### Materials provided
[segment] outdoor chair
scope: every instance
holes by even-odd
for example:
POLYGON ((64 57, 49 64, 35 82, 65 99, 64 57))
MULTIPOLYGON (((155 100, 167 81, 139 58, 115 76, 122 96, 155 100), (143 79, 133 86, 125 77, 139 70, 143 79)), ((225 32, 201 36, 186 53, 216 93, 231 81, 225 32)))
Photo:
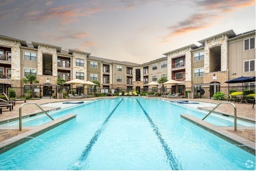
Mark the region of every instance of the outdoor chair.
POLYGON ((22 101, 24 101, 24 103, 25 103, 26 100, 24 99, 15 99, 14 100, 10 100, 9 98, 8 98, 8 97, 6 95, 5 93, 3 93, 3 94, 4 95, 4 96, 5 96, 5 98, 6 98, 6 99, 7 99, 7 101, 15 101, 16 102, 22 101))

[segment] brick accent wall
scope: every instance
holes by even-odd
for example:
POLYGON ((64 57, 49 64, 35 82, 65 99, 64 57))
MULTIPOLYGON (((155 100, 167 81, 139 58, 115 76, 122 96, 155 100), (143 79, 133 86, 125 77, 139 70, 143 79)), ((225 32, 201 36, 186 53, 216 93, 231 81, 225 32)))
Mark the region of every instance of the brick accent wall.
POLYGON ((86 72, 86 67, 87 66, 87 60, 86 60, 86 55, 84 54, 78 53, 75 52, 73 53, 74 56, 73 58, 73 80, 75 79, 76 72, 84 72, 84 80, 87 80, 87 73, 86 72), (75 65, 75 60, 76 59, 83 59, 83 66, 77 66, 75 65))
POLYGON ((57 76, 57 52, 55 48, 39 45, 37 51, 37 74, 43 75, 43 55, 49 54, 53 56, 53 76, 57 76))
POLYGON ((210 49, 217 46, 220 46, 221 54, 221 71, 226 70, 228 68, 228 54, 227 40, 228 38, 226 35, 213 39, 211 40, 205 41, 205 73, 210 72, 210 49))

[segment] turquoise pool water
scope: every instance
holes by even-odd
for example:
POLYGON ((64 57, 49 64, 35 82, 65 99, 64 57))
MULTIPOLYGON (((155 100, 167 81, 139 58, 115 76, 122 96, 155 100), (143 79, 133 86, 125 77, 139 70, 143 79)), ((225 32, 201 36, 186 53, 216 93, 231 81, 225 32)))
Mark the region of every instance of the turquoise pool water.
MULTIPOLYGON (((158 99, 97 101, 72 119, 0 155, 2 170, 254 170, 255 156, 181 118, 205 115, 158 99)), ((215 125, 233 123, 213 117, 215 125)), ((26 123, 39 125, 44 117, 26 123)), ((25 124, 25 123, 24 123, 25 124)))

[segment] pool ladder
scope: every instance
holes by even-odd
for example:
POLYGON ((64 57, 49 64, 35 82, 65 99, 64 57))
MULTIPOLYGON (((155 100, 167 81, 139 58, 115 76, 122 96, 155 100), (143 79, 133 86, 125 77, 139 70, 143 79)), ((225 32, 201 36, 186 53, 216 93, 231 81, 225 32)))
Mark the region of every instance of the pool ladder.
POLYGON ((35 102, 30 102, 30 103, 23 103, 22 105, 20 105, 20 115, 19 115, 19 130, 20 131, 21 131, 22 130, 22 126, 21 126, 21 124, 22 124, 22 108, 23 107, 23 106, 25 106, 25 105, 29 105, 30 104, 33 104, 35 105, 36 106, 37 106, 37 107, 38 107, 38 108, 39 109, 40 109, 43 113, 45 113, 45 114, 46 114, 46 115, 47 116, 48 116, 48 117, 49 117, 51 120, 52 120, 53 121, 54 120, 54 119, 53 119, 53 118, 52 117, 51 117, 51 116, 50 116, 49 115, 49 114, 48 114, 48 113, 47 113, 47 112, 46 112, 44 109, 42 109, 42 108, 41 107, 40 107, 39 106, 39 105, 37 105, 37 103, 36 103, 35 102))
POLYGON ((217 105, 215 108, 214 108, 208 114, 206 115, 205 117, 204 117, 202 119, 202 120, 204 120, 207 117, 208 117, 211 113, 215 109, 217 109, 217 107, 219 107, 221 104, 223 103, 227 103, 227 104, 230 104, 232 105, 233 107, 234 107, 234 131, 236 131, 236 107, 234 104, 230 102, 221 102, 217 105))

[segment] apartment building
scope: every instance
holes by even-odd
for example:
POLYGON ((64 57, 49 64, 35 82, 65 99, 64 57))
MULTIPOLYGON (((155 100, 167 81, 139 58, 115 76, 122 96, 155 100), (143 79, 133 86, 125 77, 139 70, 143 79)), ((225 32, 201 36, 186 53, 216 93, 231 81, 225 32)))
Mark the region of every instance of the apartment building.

* * *

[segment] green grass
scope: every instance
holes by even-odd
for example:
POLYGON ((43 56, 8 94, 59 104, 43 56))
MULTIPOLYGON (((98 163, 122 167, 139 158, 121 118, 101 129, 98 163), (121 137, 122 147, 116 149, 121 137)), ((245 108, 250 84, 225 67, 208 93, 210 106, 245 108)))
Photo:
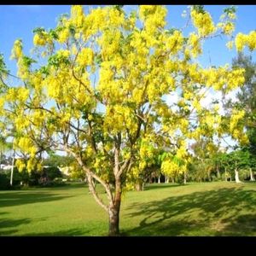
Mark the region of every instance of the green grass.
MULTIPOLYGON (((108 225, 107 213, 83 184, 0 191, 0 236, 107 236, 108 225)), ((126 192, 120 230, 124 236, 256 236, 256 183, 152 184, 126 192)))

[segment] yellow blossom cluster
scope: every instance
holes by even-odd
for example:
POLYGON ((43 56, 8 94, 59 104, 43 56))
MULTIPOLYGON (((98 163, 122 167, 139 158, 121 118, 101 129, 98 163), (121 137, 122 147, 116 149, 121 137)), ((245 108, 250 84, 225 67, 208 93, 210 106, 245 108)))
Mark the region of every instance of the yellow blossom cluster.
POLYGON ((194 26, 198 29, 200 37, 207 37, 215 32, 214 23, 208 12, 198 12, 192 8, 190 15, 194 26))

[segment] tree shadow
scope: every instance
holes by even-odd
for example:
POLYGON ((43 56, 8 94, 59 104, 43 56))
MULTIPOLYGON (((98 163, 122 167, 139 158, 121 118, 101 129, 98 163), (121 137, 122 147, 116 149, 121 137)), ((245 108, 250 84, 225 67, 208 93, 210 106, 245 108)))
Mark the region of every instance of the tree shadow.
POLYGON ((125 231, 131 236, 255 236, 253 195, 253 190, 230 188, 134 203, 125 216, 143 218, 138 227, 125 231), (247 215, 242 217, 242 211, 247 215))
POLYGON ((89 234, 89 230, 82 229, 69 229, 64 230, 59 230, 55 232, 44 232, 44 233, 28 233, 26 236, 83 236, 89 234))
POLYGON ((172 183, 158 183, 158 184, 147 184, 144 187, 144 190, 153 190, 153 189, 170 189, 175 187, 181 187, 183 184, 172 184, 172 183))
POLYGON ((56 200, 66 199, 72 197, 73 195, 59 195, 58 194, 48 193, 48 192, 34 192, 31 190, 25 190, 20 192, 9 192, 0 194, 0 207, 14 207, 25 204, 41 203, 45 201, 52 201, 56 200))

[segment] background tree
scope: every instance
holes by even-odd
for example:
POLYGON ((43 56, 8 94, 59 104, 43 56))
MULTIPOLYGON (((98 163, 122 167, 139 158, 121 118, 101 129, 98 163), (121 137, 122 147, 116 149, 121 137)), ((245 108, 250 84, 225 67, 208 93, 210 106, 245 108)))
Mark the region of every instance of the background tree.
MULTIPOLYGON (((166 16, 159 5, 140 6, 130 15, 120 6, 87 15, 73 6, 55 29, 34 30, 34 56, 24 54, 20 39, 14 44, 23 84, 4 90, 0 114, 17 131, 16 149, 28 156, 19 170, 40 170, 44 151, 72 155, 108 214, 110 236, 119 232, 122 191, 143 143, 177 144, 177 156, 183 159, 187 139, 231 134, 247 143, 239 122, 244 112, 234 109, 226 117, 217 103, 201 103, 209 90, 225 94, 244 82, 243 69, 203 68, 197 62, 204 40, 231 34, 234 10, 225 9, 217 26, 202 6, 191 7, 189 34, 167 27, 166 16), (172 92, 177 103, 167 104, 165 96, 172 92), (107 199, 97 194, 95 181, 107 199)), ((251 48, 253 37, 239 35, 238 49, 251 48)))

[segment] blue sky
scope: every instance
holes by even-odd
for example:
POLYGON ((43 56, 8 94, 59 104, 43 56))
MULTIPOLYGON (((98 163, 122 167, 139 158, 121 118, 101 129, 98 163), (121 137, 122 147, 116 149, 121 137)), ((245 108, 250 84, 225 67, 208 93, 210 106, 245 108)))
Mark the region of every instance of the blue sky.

--

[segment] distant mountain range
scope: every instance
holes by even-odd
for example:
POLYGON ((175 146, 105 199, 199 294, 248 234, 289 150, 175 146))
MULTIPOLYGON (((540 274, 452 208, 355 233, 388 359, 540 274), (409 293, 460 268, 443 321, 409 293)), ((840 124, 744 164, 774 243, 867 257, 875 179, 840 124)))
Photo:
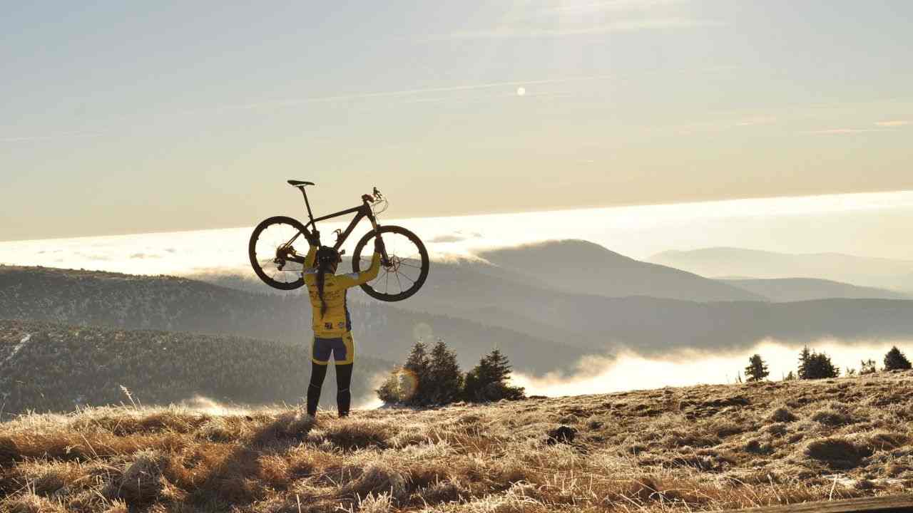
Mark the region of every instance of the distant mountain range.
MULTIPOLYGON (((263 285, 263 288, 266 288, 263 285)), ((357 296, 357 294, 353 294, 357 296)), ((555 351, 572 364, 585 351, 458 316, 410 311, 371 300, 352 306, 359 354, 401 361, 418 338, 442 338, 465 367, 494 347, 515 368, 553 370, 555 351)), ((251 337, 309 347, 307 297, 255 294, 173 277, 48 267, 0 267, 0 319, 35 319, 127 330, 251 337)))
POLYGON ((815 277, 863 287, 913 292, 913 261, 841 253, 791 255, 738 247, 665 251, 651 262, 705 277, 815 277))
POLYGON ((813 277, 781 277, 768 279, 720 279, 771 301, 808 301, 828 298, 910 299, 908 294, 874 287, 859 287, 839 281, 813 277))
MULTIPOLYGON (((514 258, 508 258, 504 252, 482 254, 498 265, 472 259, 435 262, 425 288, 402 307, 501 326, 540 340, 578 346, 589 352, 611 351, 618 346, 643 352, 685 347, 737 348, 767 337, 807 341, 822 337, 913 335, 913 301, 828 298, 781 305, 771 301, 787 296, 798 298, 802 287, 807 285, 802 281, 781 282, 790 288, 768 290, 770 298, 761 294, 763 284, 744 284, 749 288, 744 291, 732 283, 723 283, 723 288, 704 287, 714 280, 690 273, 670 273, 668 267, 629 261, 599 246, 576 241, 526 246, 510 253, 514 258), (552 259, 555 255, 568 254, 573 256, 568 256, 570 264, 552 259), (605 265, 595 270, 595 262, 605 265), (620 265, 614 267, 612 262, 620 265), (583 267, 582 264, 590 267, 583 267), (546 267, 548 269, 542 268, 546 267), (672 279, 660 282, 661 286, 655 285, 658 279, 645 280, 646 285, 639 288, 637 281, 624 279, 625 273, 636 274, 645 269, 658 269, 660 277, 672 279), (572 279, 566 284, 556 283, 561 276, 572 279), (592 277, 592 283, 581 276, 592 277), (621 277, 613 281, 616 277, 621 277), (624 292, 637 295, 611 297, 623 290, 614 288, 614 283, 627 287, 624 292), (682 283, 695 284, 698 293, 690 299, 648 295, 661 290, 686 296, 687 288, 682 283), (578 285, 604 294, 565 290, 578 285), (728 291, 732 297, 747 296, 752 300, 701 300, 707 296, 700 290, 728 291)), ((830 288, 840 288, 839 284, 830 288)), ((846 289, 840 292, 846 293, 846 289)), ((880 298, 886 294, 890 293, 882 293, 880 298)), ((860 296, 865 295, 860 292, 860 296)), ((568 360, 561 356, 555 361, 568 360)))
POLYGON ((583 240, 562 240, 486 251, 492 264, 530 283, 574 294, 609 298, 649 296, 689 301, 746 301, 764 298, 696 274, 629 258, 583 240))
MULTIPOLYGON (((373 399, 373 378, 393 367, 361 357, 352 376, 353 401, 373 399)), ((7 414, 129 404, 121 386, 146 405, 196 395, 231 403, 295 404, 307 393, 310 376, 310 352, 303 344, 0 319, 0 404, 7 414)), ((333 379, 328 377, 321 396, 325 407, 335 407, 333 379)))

### Short problem
Report each line of the material above that contains the string "chair". Matching is case-sensitive.

### Solution to this exercise
[segment] outdoor chair
Mark the region of every instance of the outdoor chair.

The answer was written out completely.